§ **Task objective**: Write out every line of the material exactly as it appears.
** BEGIN Dataset extract **
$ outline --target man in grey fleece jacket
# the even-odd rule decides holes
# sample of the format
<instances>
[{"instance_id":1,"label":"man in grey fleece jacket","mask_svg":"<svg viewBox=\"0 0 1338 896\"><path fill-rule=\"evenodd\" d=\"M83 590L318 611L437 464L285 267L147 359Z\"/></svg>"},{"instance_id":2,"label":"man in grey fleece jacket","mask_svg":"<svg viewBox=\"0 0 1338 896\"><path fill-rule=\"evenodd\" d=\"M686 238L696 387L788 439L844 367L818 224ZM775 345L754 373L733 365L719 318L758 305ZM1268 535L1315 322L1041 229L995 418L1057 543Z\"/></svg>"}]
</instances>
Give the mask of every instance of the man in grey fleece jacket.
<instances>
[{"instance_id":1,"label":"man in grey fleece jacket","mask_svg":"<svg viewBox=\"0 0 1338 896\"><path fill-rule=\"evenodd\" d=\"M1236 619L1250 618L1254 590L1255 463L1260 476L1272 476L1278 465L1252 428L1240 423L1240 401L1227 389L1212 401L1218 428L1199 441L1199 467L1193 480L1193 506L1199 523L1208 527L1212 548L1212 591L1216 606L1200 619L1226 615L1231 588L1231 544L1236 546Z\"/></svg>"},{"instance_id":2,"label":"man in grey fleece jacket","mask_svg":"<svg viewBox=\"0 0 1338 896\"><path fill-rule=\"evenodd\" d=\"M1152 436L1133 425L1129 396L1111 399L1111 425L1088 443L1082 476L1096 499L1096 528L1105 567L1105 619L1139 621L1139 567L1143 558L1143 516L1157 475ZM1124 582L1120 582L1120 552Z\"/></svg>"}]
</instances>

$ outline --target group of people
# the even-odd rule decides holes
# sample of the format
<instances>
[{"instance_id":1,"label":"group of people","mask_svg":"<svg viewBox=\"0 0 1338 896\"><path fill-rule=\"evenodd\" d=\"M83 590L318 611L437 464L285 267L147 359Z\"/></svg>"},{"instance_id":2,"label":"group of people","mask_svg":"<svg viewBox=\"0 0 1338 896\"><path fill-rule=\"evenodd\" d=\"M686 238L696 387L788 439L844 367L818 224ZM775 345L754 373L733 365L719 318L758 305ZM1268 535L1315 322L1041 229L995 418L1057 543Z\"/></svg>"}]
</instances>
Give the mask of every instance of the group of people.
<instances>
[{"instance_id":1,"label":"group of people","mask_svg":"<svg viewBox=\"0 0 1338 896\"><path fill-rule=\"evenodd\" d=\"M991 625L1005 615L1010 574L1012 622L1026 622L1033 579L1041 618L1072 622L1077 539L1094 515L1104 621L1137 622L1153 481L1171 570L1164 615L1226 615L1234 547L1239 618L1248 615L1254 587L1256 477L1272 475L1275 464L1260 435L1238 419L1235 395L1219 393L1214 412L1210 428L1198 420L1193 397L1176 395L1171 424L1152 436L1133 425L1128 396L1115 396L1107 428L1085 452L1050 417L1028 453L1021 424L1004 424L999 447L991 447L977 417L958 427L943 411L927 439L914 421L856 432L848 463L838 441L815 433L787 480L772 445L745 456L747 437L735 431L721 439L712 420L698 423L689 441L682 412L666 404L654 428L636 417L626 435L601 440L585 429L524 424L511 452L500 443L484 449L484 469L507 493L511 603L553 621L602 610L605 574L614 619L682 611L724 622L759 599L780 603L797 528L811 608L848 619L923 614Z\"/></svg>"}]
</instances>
** END Dataset extract **
§ **Exercise solution**:
$ outline --target man in grey fleece jacket
# the even-odd rule decides holes
# sample of the format
<instances>
[{"instance_id":1,"label":"man in grey fleece jacket","mask_svg":"<svg viewBox=\"0 0 1338 896\"><path fill-rule=\"evenodd\" d=\"M83 590L318 611L437 464L285 267L147 359Z\"/></svg>"},{"instance_id":2,"label":"man in grey fleece jacket","mask_svg":"<svg viewBox=\"0 0 1338 896\"><path fill-rule=\"evenodd\" d=\"M686 238L696 387L788 439L844 367L818 224ZM775 345L754 373L733 365L719 318L758 305ZM1268 535L1315 322L1041 229L995 418L1057 543Z\"/></svg>"}]
</instances>
Give the mask of every instance of the man in grey fleece jacket.
<instances>
[{"instance_id":1,"label":"man in grey fleece jacket","mask_svg":"<svg viewBox=\"0 0 1338 896\"><path fill-rule=\"evenodd\" d=\"M1236 619L1250 618L1254 590L1255 463L1260 476L1272 476L1278 465L1252 428L1240 423L1240 401L1227 389L1212 401L1218 428L1199 441L1199 467L1193 480L1193 506L1199 523L1208 527L1212 548L1212 591L1216 606L1200 619L1226 615L1231 588L1231 544L1236 546Z\"/></svg>"},{"instance_id":2,"label":"man in grey fleece jacket","mask_svg":"<svg viewBox=\"0 0 1338 896\"><path fill-rule=\"evenodd\" d=\"M1152 436L1133 425L1129 396L1111 399L1111 425L1088 443L1082 476L1096 499L1096 528L1105 567L1105 619L1139 621L1139 567L1143 558L1143 516L1157 475ZM1124 582L1120 582L1120 552Z\"/></svg>"}]
</instances>

$ outline --target group of people
# the even-odd rule decides holes
# sample of the format
<instances>
[{"instance_id":1,"label":"group of people","mask_svg":"<svg viewBox=\"0 0 1338 896\"><path fill-rule=\"evenodd\" d=\"M83 590L318 611L437 464L285 267L147 359Z\"/></svg>"},{"instance_id":2,"label":"group of people","mask_svg":"<svg viewBox=\"0 0 1338 896\"><path fill-rule=\"evenodd\" d=\"M686 238L696 387L788 439L844 367L818 224ZM775 345L754 373L733 365L719 318L758 305ZM1268 535L1315 322L1041 229L995 418L1057 543Z\"/></svg>"}]
</instances>
Give the mask of every instance of the group of people.
<instances>
[{"instance_id":1,"label":"group of people","mask_svg":"<svg viewBox=\"0 0 1338 896\"><path fill-rule=\"evenodd\" d=\"M991 625L1005 615L1010 574L1012 622L1026 622L1033 579L1041 618L1072 622L1077 539L1094 515L1104 621L1137 622L1153 481L1171 570L1164 615L1226 615L1234 547L1239 618L1248 615L1254 587L1256 477L1272 475L1275 464L1260 435L1238 419L1235 395L1219 393L1214 412L1210 428L1198 420L1193 397L1176 395L1171 424L1152 436L1133 425L1128 396L1115 396L1107 428L1085 452L1050 417L1028 453L1021 424L1004 424L999 447L991 447L977 417L958 427L943 411L927 439L914 421L856 432L848 463L838 441L815 433L787 480L772 445L745 456L747 437L735 431L721 439L712 420L698 423L689 441L682 412L666 404L654 428L636 417L626 435L601 440L585 429L524 424L511 452L500 443L484 449L484 469L507 493L511 603L553 621L602 610L605 574L614 619L682 611L724 622L759 599L780 603L797 528L811 608L848 619L923 614Z\"/></svg>"}]
</instances>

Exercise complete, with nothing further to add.